Gel,

Thanks for answering.

Quote:

Why would he be afraid you would hurt your daughter? I mean he's the one who gets violent by pushing, pursuing & yelling...unless you've left something very important out, which I don't think you have.





Well, I will admit to having a temper.

And it was worse when the kids were little. I have never hit or hurt the kids, yelled, yes. I can remember being woken up 4-5 times in the night, and getting up angrily - jumping out of bed in a sort of resentful way. I did, thank God, manage to get a hold of myself before I got to the kids...but H hated that. He couldn't understand why I would get upset getting up with the kids (but he could never get up with them, 'cause he needed his sleep, and besides, they wanted their mommy). I do remember him making a similar comment once, more than 5 yrs ago, that he was afraid I would hurt the kids, and that made me really stop and look at me. I started watching my reactions, and learned that my raising my voice, or using upsetting body language did nothing but upset my kids more. I've had many friends comment since then on how well I'm able to keep my sense of humor with my kids (once I remembered I had it, it's been my best 'weapon', and what's keeping me sane right now as well).

WORK ORDER A ->
Answer these questions from the forum post:
(i) What does the writer admit to having?
(ii) How many times in the night does the writer remember being woken up?
(iii) What does the writer call the sense of humor kept with the kids?
WORK ORDER B ->
Copy the forum post word for word from "Thanks for answering." up to and including "think you have.".
The records that come next are separate material and have no connection to the forum post.

DATA RECORDS ->
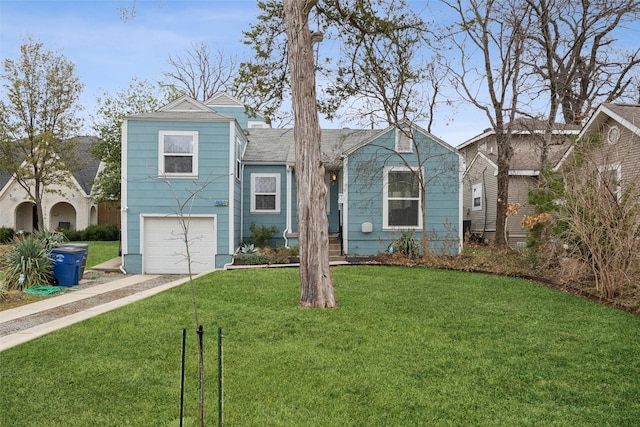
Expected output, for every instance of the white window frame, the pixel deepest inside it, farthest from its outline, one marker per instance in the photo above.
(193, 155)
(402, 140)
(476, 192)
(386, 198)
(618, 170)
(238, 171)
(254, 176)
(613, 135)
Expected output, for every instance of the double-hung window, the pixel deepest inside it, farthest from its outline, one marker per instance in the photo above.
(238, 158)
(178, 153)
(610, 178)
(265, 192)
(476, 197)
(401, 198)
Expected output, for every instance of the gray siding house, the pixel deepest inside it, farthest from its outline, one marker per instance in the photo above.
(480, 185)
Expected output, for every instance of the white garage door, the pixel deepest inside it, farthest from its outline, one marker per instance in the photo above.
(164, 248)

ANSWER BOX A ->
(i) A temper.
(ii) 4-5 times.
(iii) The writer's best 'weapon'.

ANSWER BOX B ->
Thanks for answering.

Quote:

Why would he be afraid you would hurt your daughter? I mean he's the one who gets violent by pushing, pursuing & yelling...unless you've left something very important out, which I don't think you have.